Prompt: Copy the records below exactly as they are written.

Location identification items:
+ + + + + + +

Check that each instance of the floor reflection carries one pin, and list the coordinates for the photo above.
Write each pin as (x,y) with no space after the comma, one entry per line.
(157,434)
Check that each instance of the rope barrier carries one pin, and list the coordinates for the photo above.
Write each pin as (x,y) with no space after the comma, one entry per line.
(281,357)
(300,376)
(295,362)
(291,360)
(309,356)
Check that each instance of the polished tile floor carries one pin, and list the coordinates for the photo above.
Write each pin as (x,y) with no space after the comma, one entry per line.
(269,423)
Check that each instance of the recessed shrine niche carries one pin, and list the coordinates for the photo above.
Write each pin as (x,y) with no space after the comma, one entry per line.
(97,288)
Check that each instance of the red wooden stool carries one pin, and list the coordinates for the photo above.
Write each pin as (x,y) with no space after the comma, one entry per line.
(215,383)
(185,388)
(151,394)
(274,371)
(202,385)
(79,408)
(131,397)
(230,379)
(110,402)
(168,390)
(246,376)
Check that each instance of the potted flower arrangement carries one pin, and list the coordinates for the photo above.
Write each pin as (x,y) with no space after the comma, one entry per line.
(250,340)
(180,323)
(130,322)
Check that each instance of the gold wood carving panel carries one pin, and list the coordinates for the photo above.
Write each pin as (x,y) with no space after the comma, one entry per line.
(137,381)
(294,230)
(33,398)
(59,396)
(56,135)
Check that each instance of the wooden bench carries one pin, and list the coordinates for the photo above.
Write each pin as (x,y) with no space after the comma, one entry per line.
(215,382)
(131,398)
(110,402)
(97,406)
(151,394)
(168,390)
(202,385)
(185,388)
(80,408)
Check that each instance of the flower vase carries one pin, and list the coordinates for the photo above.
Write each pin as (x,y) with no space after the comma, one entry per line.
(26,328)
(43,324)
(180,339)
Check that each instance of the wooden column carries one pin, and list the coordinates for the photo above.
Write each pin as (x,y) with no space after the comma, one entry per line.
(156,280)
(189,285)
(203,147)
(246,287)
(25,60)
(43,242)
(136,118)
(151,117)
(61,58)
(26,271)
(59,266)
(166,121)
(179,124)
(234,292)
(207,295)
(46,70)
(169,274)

+ + + + + + +

Exercise solution:
Check that each instance of the floor reflection carries one pin, and list the coordinates for the photo above.
Write each pin as (x,y) with no space after the comma, one entry per line.
(157,434)
Check that each instance of the rope barrier carries one pin, and list the coordinates for the photo above.
Write each pin as (x,y) with no space after the comma, one entry per line.
(281,357)
(300,376)
(295,362)
(291,360)
(309,356)
Check that each instance of the polished tile floor carries one pin, and list the coordinates for the photo above.
Write each pin as (x,y) with no space after the comma, one entry per line.
(269,423)
Check that each instance of the recessed shrine niche carries one pin, and list the coordinates for the photo above.
Write each pin as (x,y) with no space after the comma, one entry per line.
(97,288)
Check that each instance of the red wooden stool carries one pin, and list the coordinates for the photo above.
Write each pin as (x,y) with no space after the comma, one entry per line.
(215,383)
(185,388)
(151,394)
(274,371)
(202,385)
(79,408)
(131,397)
(230,379)
(110,402)
(168,390)
(246,376)
Check that each instance of the potted flower arrangement carries one pin, and list the coordinates for the photo above.
Write each pin as (x,y) with no space after the comma, one entry per line.
(250,340)
(180,323)
(130,322)
Check that each instance of the gold wood carving panel carries one pin, and list the coordinates for the photo above.
Write each pin as (x,y) with no space after the comma, one entry per line.
(137,381)
(294,230)
(33,398)
(59,396)
(56,135)
Check that each instance of the wooden bench carries one pin, and list the coordinates for the photo above.
Write each pin as (x,y) with no space after the comma, one entry per line.
(215,382)
(131,398)
(110,402)
(97,406)
(151,394)
(168,390)
(202,385)
(185,388)
(80,408)
Check that each instance of the flower vase carries one pin, and list the coordinates for the photo above.
Write each pin as (x,y) with no space after the comma, one entry per line.
(26,328)
(43,324)
(180,339)
Check that each instance of the wooden column carries one pin, and list the coordinates for the photo above.
Write each pin as (x,y) with no space after the comma, one entry per line.
(156,280)
(189,285)
(203,147)
(246,287)
(25,60)
(43,242)
(136,118)
(151,117)
(61,58)
(26,271)
(59,266)
(166,121)
(179,124)
(234,292)
(207,295)
(46,70)
(169,274)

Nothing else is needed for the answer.